> _Task item A_
According to the passage on Mdm2 and Mdm4 splicing in SMA, which exons are identified as critical downstream targets regulated by SMN?
> _Task item B_
Carry on the passage on Mdm2 and Mdm4 splicing in SMA from its final sentence.

In this study, we identify Mdm2 exon 3 and Mdm4 exon 7 as critical downstream targets whose coordinated alternative splicing is regulated by SMN through its function in snRNP biogenesis. Importantly, we show that defective splicing of these key regulatory exons induced by SMN deficiency, which occurs early and is most pronounced in vulnerable motor neurons, acts as a biological switch governing initiation of the p53 response in SMA mice. Through selective induction of exon skipping in wild-type mice, we demonstrate that perturbation of Mdm2 and Mdm4 alternative splicing synergistically induces p53 anti-repression such that both splicing events, but neither alone, are necessary and sufficient to elicit robust activation of p53 in vivo. Conversely, correction of either deficit by restoration of full-length Mdm2 or Mdm4 is sufficient to suppress p53 induction and prevent motor neuron degeneration in SMA. Thus, while SMN deficiency induces widespread transcriptome perturbations with the potential to contribute to SMA pathology (Zhang et al. 2008; Li et al. 2014), we show that it is the selective dysregulation of Mdm2 and Mdm4 alternative splicing that underlies p53 anti-repression and motor neuron death in a mouse model of the disease. These findings provide a direct mechanistic link between the disruption of SMN's function in the assembly of the snRNP constituents of the splicing machinery and the molecular basis of neurodegeneration in SMA.

> _Data records_
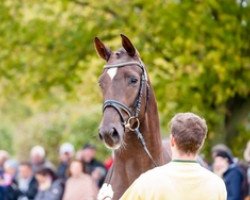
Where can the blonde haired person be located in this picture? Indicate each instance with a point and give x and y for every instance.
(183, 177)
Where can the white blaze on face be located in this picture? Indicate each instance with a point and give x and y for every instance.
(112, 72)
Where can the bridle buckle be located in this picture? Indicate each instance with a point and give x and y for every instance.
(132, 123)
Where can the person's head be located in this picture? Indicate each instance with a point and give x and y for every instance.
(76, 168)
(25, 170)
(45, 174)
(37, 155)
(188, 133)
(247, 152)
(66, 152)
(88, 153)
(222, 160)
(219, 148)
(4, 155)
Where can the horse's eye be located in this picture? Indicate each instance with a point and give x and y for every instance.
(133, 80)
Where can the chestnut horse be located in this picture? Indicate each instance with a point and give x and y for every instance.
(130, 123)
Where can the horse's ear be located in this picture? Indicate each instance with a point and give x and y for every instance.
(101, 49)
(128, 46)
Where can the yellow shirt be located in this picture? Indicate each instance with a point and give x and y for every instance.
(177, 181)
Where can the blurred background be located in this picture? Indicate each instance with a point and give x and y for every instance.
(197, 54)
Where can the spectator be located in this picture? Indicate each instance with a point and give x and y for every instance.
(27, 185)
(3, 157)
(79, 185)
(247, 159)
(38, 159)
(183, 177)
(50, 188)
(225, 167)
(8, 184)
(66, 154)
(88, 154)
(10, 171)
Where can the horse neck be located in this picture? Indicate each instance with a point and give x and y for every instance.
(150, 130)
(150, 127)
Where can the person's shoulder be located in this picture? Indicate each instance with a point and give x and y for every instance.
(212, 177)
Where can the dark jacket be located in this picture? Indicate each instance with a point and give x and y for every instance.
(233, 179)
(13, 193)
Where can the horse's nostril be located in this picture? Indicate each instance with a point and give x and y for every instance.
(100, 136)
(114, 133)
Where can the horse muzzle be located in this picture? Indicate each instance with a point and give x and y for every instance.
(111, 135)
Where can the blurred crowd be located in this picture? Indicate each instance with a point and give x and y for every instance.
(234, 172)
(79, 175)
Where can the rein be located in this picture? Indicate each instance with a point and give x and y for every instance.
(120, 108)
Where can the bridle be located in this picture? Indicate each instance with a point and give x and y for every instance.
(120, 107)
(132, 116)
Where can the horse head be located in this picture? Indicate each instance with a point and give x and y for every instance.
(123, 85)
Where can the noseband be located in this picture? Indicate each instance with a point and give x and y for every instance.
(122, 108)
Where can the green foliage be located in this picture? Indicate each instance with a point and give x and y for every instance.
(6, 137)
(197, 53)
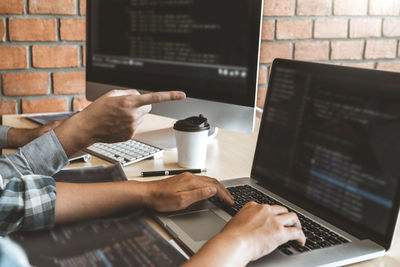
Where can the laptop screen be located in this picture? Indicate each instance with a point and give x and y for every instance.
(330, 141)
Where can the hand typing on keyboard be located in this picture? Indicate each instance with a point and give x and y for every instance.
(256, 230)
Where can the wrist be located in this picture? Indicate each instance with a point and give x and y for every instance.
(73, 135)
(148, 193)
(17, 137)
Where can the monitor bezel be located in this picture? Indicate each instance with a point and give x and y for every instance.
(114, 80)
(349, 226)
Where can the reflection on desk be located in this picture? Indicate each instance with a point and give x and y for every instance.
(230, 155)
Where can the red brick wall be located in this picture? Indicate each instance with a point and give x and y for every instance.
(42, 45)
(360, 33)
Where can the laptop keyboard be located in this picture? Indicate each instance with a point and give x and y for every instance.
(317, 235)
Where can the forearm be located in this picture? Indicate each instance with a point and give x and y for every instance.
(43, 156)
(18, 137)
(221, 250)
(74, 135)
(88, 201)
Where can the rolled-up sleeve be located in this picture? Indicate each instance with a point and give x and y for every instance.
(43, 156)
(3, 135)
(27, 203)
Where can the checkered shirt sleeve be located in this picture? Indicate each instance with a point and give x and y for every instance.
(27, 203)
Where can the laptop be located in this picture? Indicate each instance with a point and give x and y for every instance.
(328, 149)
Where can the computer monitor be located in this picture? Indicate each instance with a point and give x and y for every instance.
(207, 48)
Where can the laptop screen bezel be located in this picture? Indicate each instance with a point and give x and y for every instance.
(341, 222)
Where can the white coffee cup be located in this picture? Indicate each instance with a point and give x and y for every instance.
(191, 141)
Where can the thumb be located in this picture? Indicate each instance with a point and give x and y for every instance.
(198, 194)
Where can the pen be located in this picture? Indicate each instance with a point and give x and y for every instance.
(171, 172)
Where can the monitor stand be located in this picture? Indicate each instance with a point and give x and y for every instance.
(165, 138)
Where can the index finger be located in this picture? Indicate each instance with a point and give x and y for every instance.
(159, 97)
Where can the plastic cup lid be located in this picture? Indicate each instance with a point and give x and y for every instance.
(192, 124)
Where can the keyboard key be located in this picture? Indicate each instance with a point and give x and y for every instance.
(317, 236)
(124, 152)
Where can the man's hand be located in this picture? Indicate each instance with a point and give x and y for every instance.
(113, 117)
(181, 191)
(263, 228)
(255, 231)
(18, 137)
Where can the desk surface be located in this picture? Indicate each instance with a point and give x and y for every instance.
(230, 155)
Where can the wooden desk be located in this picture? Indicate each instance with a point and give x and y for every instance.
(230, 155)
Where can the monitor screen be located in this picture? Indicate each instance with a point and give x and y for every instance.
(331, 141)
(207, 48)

> _Task output A_
Mdm2 exon 3 and Mdm4 exon 7.

> _Task output B_
SMN deficiency disrupts Mdm2 and Mdm4 alternative splicing in SMA motor neurons
To determine the mechanisms by which SMN deficiency induces p53 in SMA, we investigated whether SMN regulates alternative splicing of Mdm2 exon 3 and Mdm4 exon 7, changes in which have been linked to p53 activation (Perry et al. 2000; Giglio et al. 2010; Bardot et al. 2015; Dewaele et al. 2016). In previously established NIH3T3-SmnRNAi fibroblasts with doxycycline (Dox)-inducible RNAi knockdown of Smn to ∼10% of normal levels (Lotti et al. 2012; Ruggiu et al. 2012; Tisdale et al. 2013), RT–PCR analysis revealed that the inclusion of both Mdm2 exon 3 and Mdm4 exon 7 was significantly reduced upon Smn deficiency (Fig. 1A–D), while splicing of other Mdm2 and Mdm4 exons was not affected (Supplemental Fig. S1). Moreover, these splicing changes were reversed by expression of RNAi-resistant human SMN in NIH3T3-SMN/SmnRNAi cells (Fig. 1A–D; Lotti et al. 2012; Ruggiu et al. 2012; Tisdale et al. 2013), highlighting the specificity of the effects for SMN depletion. These results demonstrate that SMN regulates the alternative splicing of specific exons of Mdm2 and Mdm4 mRNAs in vitro.